_Document source_
La révision de la directive européenne sur les déchets, intervenue en 2018, qui a imposé le caractère financier des écocontributions, a conduit les pouvoirs publics à questionner ce modèle. Lors de l’examen de la loi Agec, il a été convenu de le préserver de manière transitoire.

La présente proposition de loi, ainsi qu’elle a été adoptée par l’Assemblée nationale, prévoyait d’extraire les publications de presse de la REP papier, en contrepartie de la conclusion d’une convention de partenariat avec l’État afin de déterminer les conditions de la mise à disposition des encarts publicitaires ainsi que des critères de performance environnementale.

La commission l’aménagement du territoire et du développement durable du Sénat a souhaité pour sa part maintenir les publications de presse dans la REP et introduire une modulation des contributions sous la forme d’une prime accordée notamment par la mise à disposition gratuite d’encarts d’information et le respect de critères de performance environnementale.

Cela inquiète à double titre : la presse ne dispose plus de la garantie de pouvoir contribuer en nature et les autres producteurs de la filière devraient contribuer à sa place. Il s’agit de la mutualisation des coûts introduite en commission.

_Jeu de données_
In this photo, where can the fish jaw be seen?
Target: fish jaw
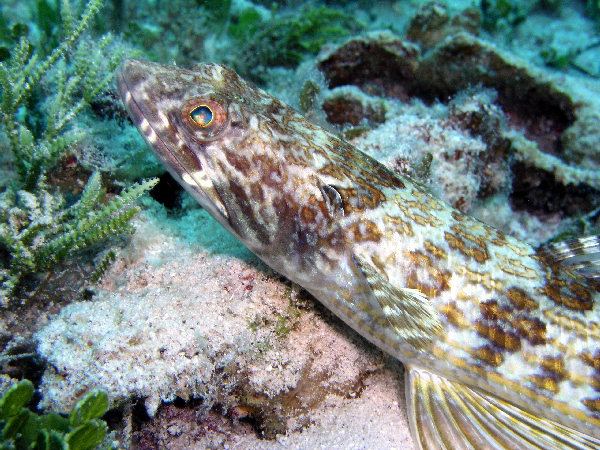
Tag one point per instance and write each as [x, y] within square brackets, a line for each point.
[159, 130]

_Série d'exercices_
[A] D'après le document source sur la presse et la REP papier, sous quelle forme la commission du Sénat a-t-elle voulu introduire une modulation des contributions ?
[B] Poursuivez le document source sur la presse et la REP papier à la suite de sa dernière phrase.

_Résultats de l'exercice_
[A] Sous la forme d'une prime accordée notamment par la mise à disposition gratuite d'encarts d'information et le respect de critères de performance environnementale.

[B]
Nous viendrions ainsi fragiliser le secteur de la presse alors qu’il vient déjà de subir le doublement du prix de la tonne de papier en l’espace d’une année dans un contexte de hausse du coût de l’énergie.

Nous proposerons donc de rétablir la rédaction de l’article 1er retenue par l’Assemblée nationale, qui nous semble constituer le meilleur compromis. En aucun cas, cela ne doit être perçu comme un blanc-seing puisque les critères de performance environnementale continueront de s’appliquer.

D’aucuns évoquent un « dangereux précédent » pour les autres filières. Mais c’est à nous, en tant que législateur, de ne pas céder le moment venu à des dérogations qui ne seraient pas justifiées.

Pour ce qui est de la presse, nous sommes convaincus de l’inadaptation de l’écocontribution financière. Peut-on considérer les éditeurs de presse comme des pollueurs et les journaux comme de simples déchets ? Je ne le pense pas et cela vaut aussi pour les livres.

Si l’on veut améliorer nos performances de collecte du papier, commençons par assurer la collecte séparée de ce flux, comme cela se fait dans d’autres pays européens. Appliquons les amendes prévues par le droit en vigueur lorsque le tri n’est pas réalisé.

Mes chers collègues, les « taxes », entendues au sens large, ne peuvent à elles seules résoudre tous les problèmes.

J’en viens au deuxième sujet soulevé par la proposition de loi : la fusion des filières emballages ménagers et papier pour des raisons administratives et pour favoriser les synergies.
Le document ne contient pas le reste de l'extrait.